*** Opening of Given records ***

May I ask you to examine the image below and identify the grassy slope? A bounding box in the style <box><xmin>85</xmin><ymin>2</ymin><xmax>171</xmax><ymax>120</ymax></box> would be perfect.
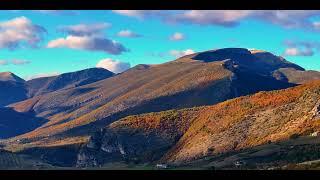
<box><xmin>6</xmin><ymin>59</ymin><xmax>234</xmax><ymax>149</ymax></box>
<box><xmin>75</xmin><ymin>81</ymin><xmax>320</xmax><ymax>168</ymax></box>
<box><xmin>163</xmin><ymin>80</ymin><xmax>320</xmax><ymax>164</ymax></box>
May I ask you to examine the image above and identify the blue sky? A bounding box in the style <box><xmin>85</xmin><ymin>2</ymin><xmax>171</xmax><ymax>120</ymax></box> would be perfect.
<box><xmin>0</xmin><ymin>10</ymin><xmax>320</xmax><ymax>79</ymax></box>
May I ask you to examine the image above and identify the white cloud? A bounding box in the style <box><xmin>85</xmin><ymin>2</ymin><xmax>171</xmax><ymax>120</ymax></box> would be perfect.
<box><xmin>117</xmin><ymin>29</ymin><xmax>141</xmax><ymax>38</ymax></box>
<box><xmin>59</xmin><ymin>23</ymin><xmax>111</xmax><ymax>36</ymax></box>
<box><xmin>26</xmin><ymin>72</ymin><xmax>60</xmax><ymax>80</ymax></box>
<box><xmin>96</xmin><ymin>58</ymin><xmax>131</xmax><ymax>73</ymax></box>
<box><xmin>170</xmin><ymin>10</ymin><xmax>251</xmax><ymax>26</ymax></box>
<box><xmin>283</xmin><ymin>40</ymin><xmax>319</xmax><ymax>56</ymax></box>
<box><xmin>0</xmin><ymin>60</ymin><xmax>8</xmax><ymax>65</ymax></box>
<box><xmin>283</xmin><ymin>47</ymin><xmax>314</xmax><ymax>56</ymax></box>
<box><xmin>169</xmin><ymin>49</ymin><xmax>195</xmax><ymax>58</ymax></box>
<box><xmin>113</xmin><ymin>10</ymin><xmax>320</xmax><ymax>31</ymax></box>
<box><xmin>112</xmin><ymin>10</ymin><xmax>163</xmax><ymax>19</ymax></box>
<box><xmin>0</xmin><ymin>16</ymin><xmax>46</xmax><ymax>49</ymax></box>
<box><xmin>169</xmin><ymin>32</ymin><xmax>185</xmax><ymax>41</ymax></box>
<box><xmin>47</xmin><ymin>35</ymin><xmax>128</xmax><ymax>55</ymax></box>
<box><xmin>11</xmin><ymin>59</ymin><xmax>30</xmax><ymax>65</ymax></box>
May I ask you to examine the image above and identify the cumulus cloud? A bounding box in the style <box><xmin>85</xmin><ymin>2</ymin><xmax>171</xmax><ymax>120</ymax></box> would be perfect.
<box><xmin>169</xmin><ymin>49</ymin><xmax>195</xmax><ymax>58</ymax></box>
<box><xmin>96</xmin><ymin>58</ymin><xmax>131</xmax><ymax>73</ymax></box>
<box><xmin>283</xmin><ymin>47</ymin><xmax>314</xmax><ymax>56</ymax></box>
<box><xmin>59</xmin><ymin>23</ymin><xmax>111</xmax><ymax>36</ymax></box>
<box><xmin>171</xmin><ymin>10</ymin><xmax>320</xmax><ymax>29</ymax></box>
<box><xmin>117</xmin><ymin>30</ymin><xmax>142</xmax><ymax>38</ymax></box>
<box><xmin>0</xmin><ymin>60</ymin><xmax>8</xmax><ymax>65</ymax></box>
<box><xmin>282</xmin><ymin>40</ymin><xmax>319</xmax><ymax>56</ymax></box>
<box><xmin>113</xmin><ymin>10</ymin><xmax>320</xmax><ymax>30</ymax></box>
<box><xmin>26</xmin><ymin>72</ymin><xmax>60</xmax><ymax>80</ymax></box>
<box><xmin>47</xmin><ymin>35</ymin><xmax>128</xmax><ymax>55</ymax></box>
<box><xmin>0</xmin><ymin>16</ymin><xmax>46</xmax><ymax>49</ymax></box>
<box><xmin>169</xmin><ymin>10</ymin><xmax>251</xmax><ymax>27</ymax></box>
<box><xmin>169</xmin><ymin>32</ymin><xmax>185</xmax><ymax>41</ymax></box>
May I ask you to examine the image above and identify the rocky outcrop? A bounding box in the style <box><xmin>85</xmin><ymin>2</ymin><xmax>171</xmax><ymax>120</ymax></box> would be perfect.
<box><xmin>311</xmin><ymin>100</ymin><xmax>320</xmax><ymax>119</ymax></box>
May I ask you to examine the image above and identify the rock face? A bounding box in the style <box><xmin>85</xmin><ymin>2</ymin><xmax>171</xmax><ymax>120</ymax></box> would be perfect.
<box><xmin>311</xmin><ymin>100</ymin><xmax>320</xmax><ymax>119</ymax></box>
<box><xmin>76</xmin><ymin>109</ymin><xmax>199</xmax><ymax>167</ymax></box>
<box><xmin>76</xmin><ymin>129</ymin><xmax>124</xmax><ymax>167</ymax></box>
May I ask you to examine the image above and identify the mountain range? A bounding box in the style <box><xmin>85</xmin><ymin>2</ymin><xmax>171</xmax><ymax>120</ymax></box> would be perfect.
<box><xmin>1</xmin><ymin>48</ymin><xmax>320</xmax><ymax>169</ymax></box>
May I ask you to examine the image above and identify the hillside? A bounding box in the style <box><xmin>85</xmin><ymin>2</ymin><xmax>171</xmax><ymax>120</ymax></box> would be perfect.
<box><xmin>76</xmin><ymin>80</ymin><xmax>320</xmax><ymax>167</ymax></box>
<box><xmin>0</xmin><ymin>72</ymin><xmax>25</xmax><ymax>83</ymax></box>
<box><xmin>0</xmin><ymin>80</ymin><xmax>28</xmax><ymax>107</ymax></box>
<box><xmin>5</xmin><ymin>48</ymin><xmax>305</xmax><ymax>150</ymax></box>
<box><xmin>0</xmin><ymin>149</ymin><xmax>56</xmax><ymax>169</ymax></box>
<box><xmin>273</xmin><ymin>68</ymin><xmax>320</xmax><ymax>84</ymax></box>
<box><xmin>0</xmin><ymin>68</ymin><xmax>113</xmax><ymax>107</ymax></box>
<box><xmin>0</xmin><ymin>108</ymin><xmax>48</xmax><ymax>139</ymax></box>
<box><xmin>0</xmin><ymin>68</ymin><xmax>113</xmax><ymax>138</ymax></box>
<box><xmin>26</xmin><ymin>68</ymin><xmax>114</xmax><ymax>97</ymax></box>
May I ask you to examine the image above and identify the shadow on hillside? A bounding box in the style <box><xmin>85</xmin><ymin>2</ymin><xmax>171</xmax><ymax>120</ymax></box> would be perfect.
<box><xmin>0</xmin><ymin>107</ymin><xmax>48</xmax><ymax>139</ymax></box>
<box><xmin>18</xmin><ymin>143</ymin><xmax>82</xmax><ymax>167</ymax></box>
<box><xmin>57</xmin><ymin>69</ymin><xmax>296</xmax><ymax>139</ymax></box>
<box><xmin>183</xmin><ymin>136</ymin><xmax>320</xmax><ymax>170</ymax></box>
<box><xmin>0</xmin><ymin>81</ymin><xmax>28</xmax><ymax>107</ymax></box>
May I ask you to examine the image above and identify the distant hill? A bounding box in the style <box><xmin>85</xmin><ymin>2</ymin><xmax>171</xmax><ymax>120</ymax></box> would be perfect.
<box><xmin>76</xmin><ymin>80</ymin><xmax>320</xmax><ymax>167</ymax></box>
<box><xmin>273</xmin><ymin>68</ymin><xmax>320</xmax><ymax>84</ymax></box>
<box><xmin>0</xmin><ymin>68</ymin><xmax>114</xmax><ymax>138</ymax></box>
<box><xmin>0</xmin><ymin>72</ymin><xmax>25</xmax><ymax>83</ymax></box>
<box><xmin>0</xmin><ymin>68</ymin><xmax>114</xmax><ymax>107</ymax></box>
<box><xmin>7</xmin><ymin>48</ymin><xmax>316</xmax><ymax>151</ymax></box>
<box><xmin>26</xmin><ymin>68</ymin><xmax>114</xmax><ymax>97</ymax></box>
<box><xmin>0</xmin><ymin>72</ymin><xmax>27</xmax><ymax>106</ymax></box>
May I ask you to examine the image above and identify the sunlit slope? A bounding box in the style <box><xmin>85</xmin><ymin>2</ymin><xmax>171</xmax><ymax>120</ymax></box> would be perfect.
<box><xmin>7</xmin><ymin>48</ymin><xmax>312</xmax><ymax>148</ymax></box>
<box><xmin>77</xmin><ymin>80</ymin><xmax>320</xmax><ymax>167</ymax></box>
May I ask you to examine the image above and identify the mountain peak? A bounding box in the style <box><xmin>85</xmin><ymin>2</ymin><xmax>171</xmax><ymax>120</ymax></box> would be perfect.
<box><xmin>0</xmin><ymin>72</ymin><xmax>25</xmax><ymax>83</ymax></box>
<box><xmin>249</xmin><ymin>49</ymin><xmax>267</xmax><ymax>53</ymax></box>
<box><xmin>175</xmin><ymin>48</ymin><xmax>304</xmax><ymax>74</ymax></box>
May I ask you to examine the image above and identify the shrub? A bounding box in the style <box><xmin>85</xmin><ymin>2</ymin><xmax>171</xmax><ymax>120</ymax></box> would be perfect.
<box><xmin>289</xmin><ymin>133</ymin><xmax>300</xmax><ymax>139</ymax></box>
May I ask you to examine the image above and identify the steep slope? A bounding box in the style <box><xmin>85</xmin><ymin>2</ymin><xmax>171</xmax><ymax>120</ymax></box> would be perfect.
<box><xmin>26</xmin><ymin>68</ymin><xmax>114</xmax><ymax>97</ymax></box>
<box><xmin>0</xmin><ymin>68</ymin><xmax>113</xmax><ymax>107</ymax></box>
<box><xmin>273</xmin><ymin>68</ymin><xmax>320</xmax><ymax>84</ymax></box>
<box><xmin>0</xmin><ymin>72</ymin><xmax>27</xmax><ymax>107</ymax></box>
<box><xmin>0</xmin><ymin>72</ymin><xmax>25</xmax><ymax>83</ymax></box>
<box><xmin>76</xmin><ymin>80</ymin><xmax>320</xmax><ymax>167</ymax></box>
<box><xmin>0</xmin><ymin>68</ymin><xmax>113</xmax><ymax>137</ymax></box>
<box><xmin>0</xmin><ymin>107</ymin><xmax>48</xmax><ymax>139</ymax></box>
<box><xmin>6</xmin><ymin>48</ymin><xmax>304</xmax><ymax>150</ymax></box>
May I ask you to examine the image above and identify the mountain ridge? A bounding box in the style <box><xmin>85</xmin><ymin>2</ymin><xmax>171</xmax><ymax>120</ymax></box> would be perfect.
<box><xmin>4</xmin><ymin>47</ymin><xmax>316</xmax><ymax>151</ymax></box>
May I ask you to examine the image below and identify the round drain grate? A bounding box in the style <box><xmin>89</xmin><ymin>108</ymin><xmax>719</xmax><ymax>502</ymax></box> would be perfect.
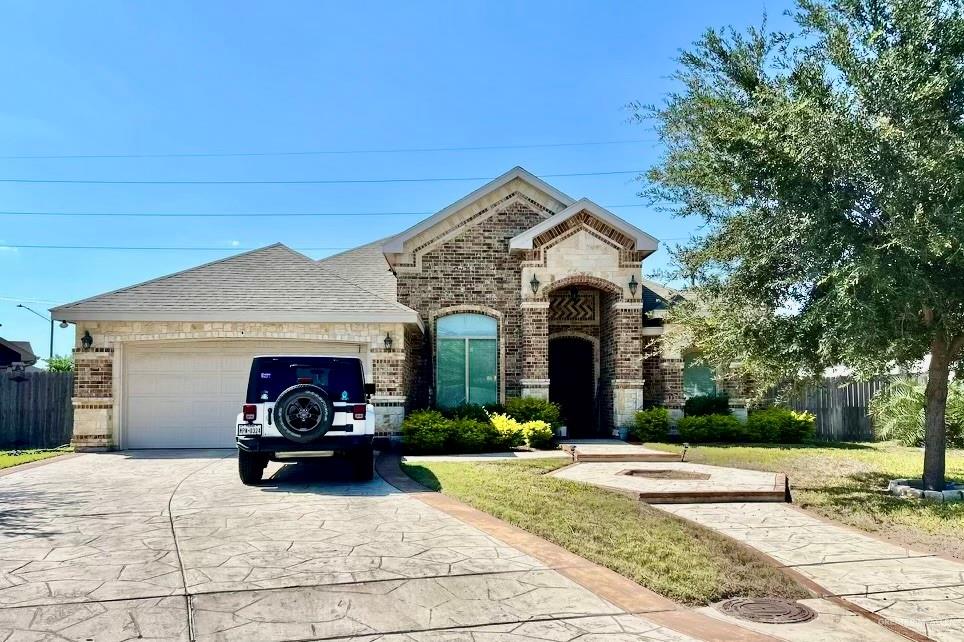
<box><xmin>715</xmin><ymin>598</ymin><xmax>817</xmax><ymax>624</ymax></box>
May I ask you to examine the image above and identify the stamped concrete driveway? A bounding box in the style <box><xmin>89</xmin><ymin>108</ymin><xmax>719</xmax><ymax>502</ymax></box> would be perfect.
<box><xmin>0</xmin><ymin>452</ymin><xmax>696</xmax><ymax>642</ymax></box>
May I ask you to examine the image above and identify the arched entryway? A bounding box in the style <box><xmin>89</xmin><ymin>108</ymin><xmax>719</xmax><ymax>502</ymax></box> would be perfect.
<box><xmin>548</xmin><ymin>335</ymin><xmax>597</xmax><ymax>437</ymax></box>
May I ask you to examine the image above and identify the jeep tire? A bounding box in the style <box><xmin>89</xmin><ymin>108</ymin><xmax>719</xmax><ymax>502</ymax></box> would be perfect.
<box><xmin>273</xmin><ymin>384</ymin><xmax>335</xmax><ymax>444</ymax></box>
<box><xmin>351</xmin><ymin>445</ymin><xmax>374</xmax><ymax>481</ymax></box>
<box><xmin>239</xmin><ymin>450</ymin><xmax>267</xmax><ymax>485</ymax></box>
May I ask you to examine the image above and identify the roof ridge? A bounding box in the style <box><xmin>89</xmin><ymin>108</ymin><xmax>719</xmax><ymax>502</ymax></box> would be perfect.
<box><xmin>51</xmin><ymin>243</ymin><xmax>289</xmax><ymax>313</ymax></box>
<box><xmin>317</xmin><ymin>235</ymin><xmax>395</xmax><ymax>263</ymax></box>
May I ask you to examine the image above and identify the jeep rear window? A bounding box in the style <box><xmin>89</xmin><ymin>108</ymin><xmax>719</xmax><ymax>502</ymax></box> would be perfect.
<box><xmin>246</xmin><ymin>356</ymin><xmax>365</xmax><ymax>403</ymax></box>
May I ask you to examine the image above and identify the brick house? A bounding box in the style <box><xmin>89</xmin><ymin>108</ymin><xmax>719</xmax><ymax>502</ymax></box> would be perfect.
<box><xmin>52</xmin><ymin>167</ymin><xmax>720</xmax><ymax>451</ymax></box>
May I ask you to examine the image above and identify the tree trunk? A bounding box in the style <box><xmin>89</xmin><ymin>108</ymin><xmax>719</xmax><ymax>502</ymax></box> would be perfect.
<box><xmin>923</xmin><ymin>340</ymin><xmax>951</xmax><ymax>491</ymax></box>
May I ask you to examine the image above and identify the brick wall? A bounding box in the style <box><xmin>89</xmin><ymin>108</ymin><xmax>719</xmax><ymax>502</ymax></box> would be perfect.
<box><xmin>396</xmin><ymin>201</ymin><xmax>547</xmax><ymax>399</ymax></box>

*** Close of Given records ***

Task brief — Copy out exactly the lines between the line with "the brick wall?" and the last line of the entries, counting both of those lines.

Response to this exercise —
May I ask you to examine the image above and identify the brick wall? A bounding box in the style <box><xmin>89</xmin><ymin>108</ymin><xmax>719</xmax><ymax>502</ymax></box> would be perfect.
<box><xmin>396</xmin><ymin>201</ymin><xmax>547</xmax><ymax>399</ymax></box>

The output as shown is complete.